Stored records:
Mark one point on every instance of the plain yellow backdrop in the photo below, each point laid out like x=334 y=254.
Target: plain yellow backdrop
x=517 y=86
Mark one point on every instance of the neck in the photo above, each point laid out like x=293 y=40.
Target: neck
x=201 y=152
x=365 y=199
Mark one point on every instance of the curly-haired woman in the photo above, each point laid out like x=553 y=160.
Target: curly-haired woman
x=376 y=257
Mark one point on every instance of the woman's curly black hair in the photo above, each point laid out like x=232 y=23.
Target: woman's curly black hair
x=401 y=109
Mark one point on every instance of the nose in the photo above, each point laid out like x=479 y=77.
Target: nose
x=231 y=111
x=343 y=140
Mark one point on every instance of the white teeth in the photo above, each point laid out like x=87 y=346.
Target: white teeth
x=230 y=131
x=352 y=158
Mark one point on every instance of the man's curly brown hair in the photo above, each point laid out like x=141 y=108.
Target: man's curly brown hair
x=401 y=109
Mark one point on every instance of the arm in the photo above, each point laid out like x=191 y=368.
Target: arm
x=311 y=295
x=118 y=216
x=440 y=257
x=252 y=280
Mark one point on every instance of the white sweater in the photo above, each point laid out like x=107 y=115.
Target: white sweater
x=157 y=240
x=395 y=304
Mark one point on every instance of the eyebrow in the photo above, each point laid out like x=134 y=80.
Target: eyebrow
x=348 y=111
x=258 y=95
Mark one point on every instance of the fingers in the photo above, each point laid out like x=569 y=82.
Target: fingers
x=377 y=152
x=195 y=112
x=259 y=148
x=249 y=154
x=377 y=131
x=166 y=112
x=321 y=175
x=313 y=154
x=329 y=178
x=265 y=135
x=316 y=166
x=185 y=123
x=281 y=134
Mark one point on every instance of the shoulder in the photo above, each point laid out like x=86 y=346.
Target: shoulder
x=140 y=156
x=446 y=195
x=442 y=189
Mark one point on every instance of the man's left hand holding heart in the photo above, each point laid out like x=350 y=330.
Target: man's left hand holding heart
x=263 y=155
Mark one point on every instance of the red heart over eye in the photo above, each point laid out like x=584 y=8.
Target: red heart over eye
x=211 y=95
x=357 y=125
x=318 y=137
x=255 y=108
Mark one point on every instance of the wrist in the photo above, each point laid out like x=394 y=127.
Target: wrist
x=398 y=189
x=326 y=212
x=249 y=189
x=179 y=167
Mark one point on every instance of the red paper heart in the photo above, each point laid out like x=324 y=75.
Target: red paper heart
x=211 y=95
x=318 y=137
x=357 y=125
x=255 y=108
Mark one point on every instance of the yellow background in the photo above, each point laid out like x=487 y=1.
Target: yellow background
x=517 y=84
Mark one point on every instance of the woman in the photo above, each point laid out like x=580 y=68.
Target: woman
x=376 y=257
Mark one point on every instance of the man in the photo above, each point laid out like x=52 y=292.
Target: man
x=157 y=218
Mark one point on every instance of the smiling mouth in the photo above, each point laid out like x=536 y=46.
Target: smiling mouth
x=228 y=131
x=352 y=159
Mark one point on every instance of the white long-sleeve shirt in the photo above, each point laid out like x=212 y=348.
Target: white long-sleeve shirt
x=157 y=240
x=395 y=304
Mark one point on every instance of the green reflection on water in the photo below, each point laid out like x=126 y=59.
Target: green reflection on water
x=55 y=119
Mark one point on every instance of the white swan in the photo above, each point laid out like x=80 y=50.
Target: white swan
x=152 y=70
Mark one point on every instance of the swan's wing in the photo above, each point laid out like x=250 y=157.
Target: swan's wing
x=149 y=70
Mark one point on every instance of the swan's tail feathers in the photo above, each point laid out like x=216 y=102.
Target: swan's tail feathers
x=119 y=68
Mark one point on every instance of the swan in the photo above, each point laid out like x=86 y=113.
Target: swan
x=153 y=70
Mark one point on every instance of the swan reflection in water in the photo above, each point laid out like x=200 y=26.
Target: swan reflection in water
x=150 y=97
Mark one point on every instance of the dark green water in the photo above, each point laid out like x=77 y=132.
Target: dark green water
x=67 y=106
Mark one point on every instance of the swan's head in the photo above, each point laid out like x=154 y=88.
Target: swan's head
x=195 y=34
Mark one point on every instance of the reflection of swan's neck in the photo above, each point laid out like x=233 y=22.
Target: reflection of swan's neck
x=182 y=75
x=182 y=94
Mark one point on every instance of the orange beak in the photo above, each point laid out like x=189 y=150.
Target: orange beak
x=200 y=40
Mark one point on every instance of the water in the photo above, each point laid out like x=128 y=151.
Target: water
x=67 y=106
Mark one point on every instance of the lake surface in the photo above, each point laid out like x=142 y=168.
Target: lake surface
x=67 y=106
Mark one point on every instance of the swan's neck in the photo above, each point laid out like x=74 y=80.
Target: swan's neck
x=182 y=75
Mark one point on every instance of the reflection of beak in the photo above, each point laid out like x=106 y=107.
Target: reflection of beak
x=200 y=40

## Stated exercise
Please return every item above word for word, leaving nothing out and changing nothing.

## Exercise response
Mark one point on every instance of the plain yellow backdrop in the photo below, each point laid out like x=334 y=254.
Target: plain yellow backdrop
x=517 y=86
Mark one point on every instance of the neck in the photo above, each point laid out like x=293 y=40.
Target: neck
x=201 y=152
x=365 y=199
Mark one point on every instance of the curly-haired woman in the photo above, each point laid out like x=553 y=160.
Target: curly-haired woman
x=376 y=257
Mark one point on every instance of the woman's curly black hair in the photo above, each point laid out like x=232 y=23.
Target: woman's curly black hair
x=401 y=109
Mark one point on every instance of the nose in the photo above, each point laid out like x=479 y=77.
Target: nose
x=231 y=111
x=343 y=140
Mark one point on every instance of the white teeth in the photo above, each point laid out like x=87 y=346.
Target: white teeth
x=230 y=131
x=352 y=158
Mark one point on every instance of the man's curly brown hair in the photo above, each point laid out like x=141 y=108.
Target: man's curly brown hair
x=401 y=109
Mark one point on every instance of the arm in the photo above, each point laid out like x=191 y=368.
Target: arm
x=311 y=295
x=118 y=216
x=440 y=257
x=252 y=280
Mark one point on every instance of the white sweater in the photo above, each point laid out like x=107 y=115.
Target: white sweater
x=157 y=240
x=395 y=304
Mark one point on every instance of the eyebrow in the photo above, each point laid out like x=134 y=80.
Target: eyebrow
x=348 y=111
x=258 y=95
Mark one point on every instance of the fingers in the photo above, each point laid out like x=569 y=82.
Target: fingers
x=377 y=152
x=195 y=112
x=259 y=148
x=249 y=154
x=377 y=131
x=166 y=112
x=321 y=175
x=313 y=154
x=329 y=178
x=265 y=135
x=316 y=166
x=185 y=123
x=281 y=134
Mark one point on every instance of the shoulder in the photo above, each point laid out like x=86 y=346.
Target: shoulder
x=140 y=156
x=446 y=195
x=442 y=189
Mark one point on every instance of the man's left hand holding heart in the photo above, each point laid out like x=350 y=330.
Target: man's left hand holding heart
x=263 y=155
Mark one point on every instance of the red heart over eye in the photo above, each point laid out like x=584 y=8.
Target: red heart over eye
x=211 y=95
x=357 y=125
x=318 y=137
x=255 y=108
Mark one point on every instance of the wrist in the photo above, each point laid out like x=394 y=127.
Target: wrist
x=398 y=189
x=326 y=212
x=249 y=189
x=179 y=167
Mark one point on every instance of the red paper heart in the photo above, each point laid out like x=324 y=75.
Target: red paper heart
x=211 y=95
x=318 y=137
x=357 y=125
x=255 y=108
Mark one point on every instance of the yellow background in the photo above, each point laid out like x=487 y=1.
Target: yellow background
x=517 y=84
Mark one point on every instance of the woman in the photo above, each point laid out like x=580 y=68.
Target: woman
x=376 y=257
Mark one point on every instance of the man in the photo above, each point laid out like x=52 y=292.
Target: man
x=157 y=218
Mark one point on every instance of the smiling mouth in the photo above, each point laid out like x=536 y=46.
Target: smiling mouth
x=228 y=131
x=352 y=159
Mark one point on every instance of the white long-sleeve shirt in the photo above, each point laid out like x=212 y=348.
Target: white long-sleeve shirt
x=157 y=240
x=395 y=304
Mark one point on every instance of the green reflection on water in the photo below, each point laid out like x=126 y=59.
Target: green reflection on water
x=55 y=119
Mark one point on every instance of the white swan in the photo above, each point laid out like x=80 y=50.
Target: white swan
x=152 y=70
Mark one point on every instance of the swan's wing in the photo above, each point laid out like x=250 y=157.
Target: swan's wing
x=149 y=70
Mark one point on every instance of the swan's tail feathers in the photo above, each point laid out like x=216 y=102.
Target: swan's tail feathers
x=119 y=68
Mark one point on every instance of the swan in the photo above, each point laid out like x=86 y=113.
Target: swan
x=153 y=70
Mark one point on every instance of the swan reflection in water in the photo above, each point laid out like x=200 y=26.
Target: swan reflection in water
x=150 y=97
Mark one point on every instance of the dark green water in the photo above, each point laid out like x=77 y=132.
Target: dark green water
x=67 y=106
Mark one point on every instance of the swan's head in the photo above, each point laid out like x=154 y=88.
Target: swan's head
x=195 y=34
Mark one point on every instance of the reflection of swan's neck in the photo above, each point laid out like x=233 y=22.
Target: reflection of swan's neck
x=182 y=75
x=182 y=94
Mark one point on every instance of the orange beak in the photo above, each point laid out like x=189 y=150.
Target: orange beak
x=200 y=40
Mark one point on every instance of the water in the photo above, each point laid out like x=128 y=151.
Target: water
x=67 y=106
Mark one point on every instance of the lake surface in the photo above, each point laid out like x=142 y=168.
Target: lake surface
x=67 y=106
Mark one point on every instance of the swan's neck in the photo above, each point laid out like x=74 y=80.
Target: swan's neck
x=182 y=75
Mark one point on every instance of the reflection of beak in the photo above, each point laid out like x=106 y=107.
Target: reflection of beak
x=200 y=40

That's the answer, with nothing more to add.